--- start Input records ---
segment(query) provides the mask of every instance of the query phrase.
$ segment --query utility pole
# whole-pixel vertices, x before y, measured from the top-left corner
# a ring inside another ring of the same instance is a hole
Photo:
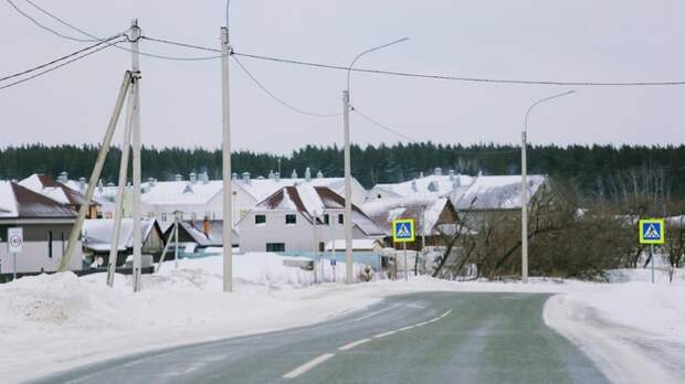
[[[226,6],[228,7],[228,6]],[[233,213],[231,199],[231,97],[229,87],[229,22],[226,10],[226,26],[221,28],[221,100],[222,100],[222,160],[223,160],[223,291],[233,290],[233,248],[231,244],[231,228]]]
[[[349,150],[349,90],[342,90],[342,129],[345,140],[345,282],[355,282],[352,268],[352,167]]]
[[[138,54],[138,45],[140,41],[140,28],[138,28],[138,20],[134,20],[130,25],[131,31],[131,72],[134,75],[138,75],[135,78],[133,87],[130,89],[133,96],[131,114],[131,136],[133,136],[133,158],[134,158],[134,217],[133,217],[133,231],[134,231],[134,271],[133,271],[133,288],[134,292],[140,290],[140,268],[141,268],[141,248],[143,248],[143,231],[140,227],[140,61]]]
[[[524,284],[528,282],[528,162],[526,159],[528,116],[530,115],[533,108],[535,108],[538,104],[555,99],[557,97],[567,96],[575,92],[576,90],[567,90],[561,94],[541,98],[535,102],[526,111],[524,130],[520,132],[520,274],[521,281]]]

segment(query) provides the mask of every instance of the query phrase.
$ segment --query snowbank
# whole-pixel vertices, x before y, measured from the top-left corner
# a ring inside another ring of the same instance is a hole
--- end Input records ---
Short problem: Please retype every entry above without changing a character, and omit the pictures.

Exercise result:
segment(query) provides the mask of every instance of the query phrase.
$ segment --query utility pole
# whole-pixel vertices, x before y, measured from the top-left corner
# a ring inside another ring of the same instance is a hole
Photo:
[[[226,6],[228,7],[228,6]],[[233,213],[231,199],[231,97],[229,87],[229,22],[226,10],[226,26],[221,28],[221,100],[222,100],[222,160],[223,160],[223,291],[233,290],[233,248],[231,244],[231,228]]]
[[[349,150],[349,90],[342,90],[342,129],[345,140],[345,282],[355,282],[352,268],[352,167]]]
[[[138,54],[138,45],[140,41],[140,28],[138,28],[138,20],[134,20],[130,25],[131,31],[131,72],[134,75],[138,75],[135,78],[133,87],[130,89],[133,96],[131,114],[131,136],[133,136],[133,158],[134,158],[134,217],[133,217],[133,231],[134,231],[134,271],[133,271],[133,288],[134,292],[140,290],[140,268],[141,268],[141,248],[143,248],[143,231],[140,227],[140,61]]]
[[[524,284],[528,282],[528,162],[526,159],[528,116],[530,115],[533,108],[535,108],[538,104],[555,99],[557,97],[567,96],[575,92],[576,90],[567,90],[561,94],[541,98],[535,102],[526,111],[524,130],[520,132],[520,274],[521,281]]]

segment(query) provides the mask of every instance of the query phrase.
$ segment --query snowbank
# whole-pixel vertices, x before y, measured from the top-left corner
# a ring inside another ring of the same instance is a hole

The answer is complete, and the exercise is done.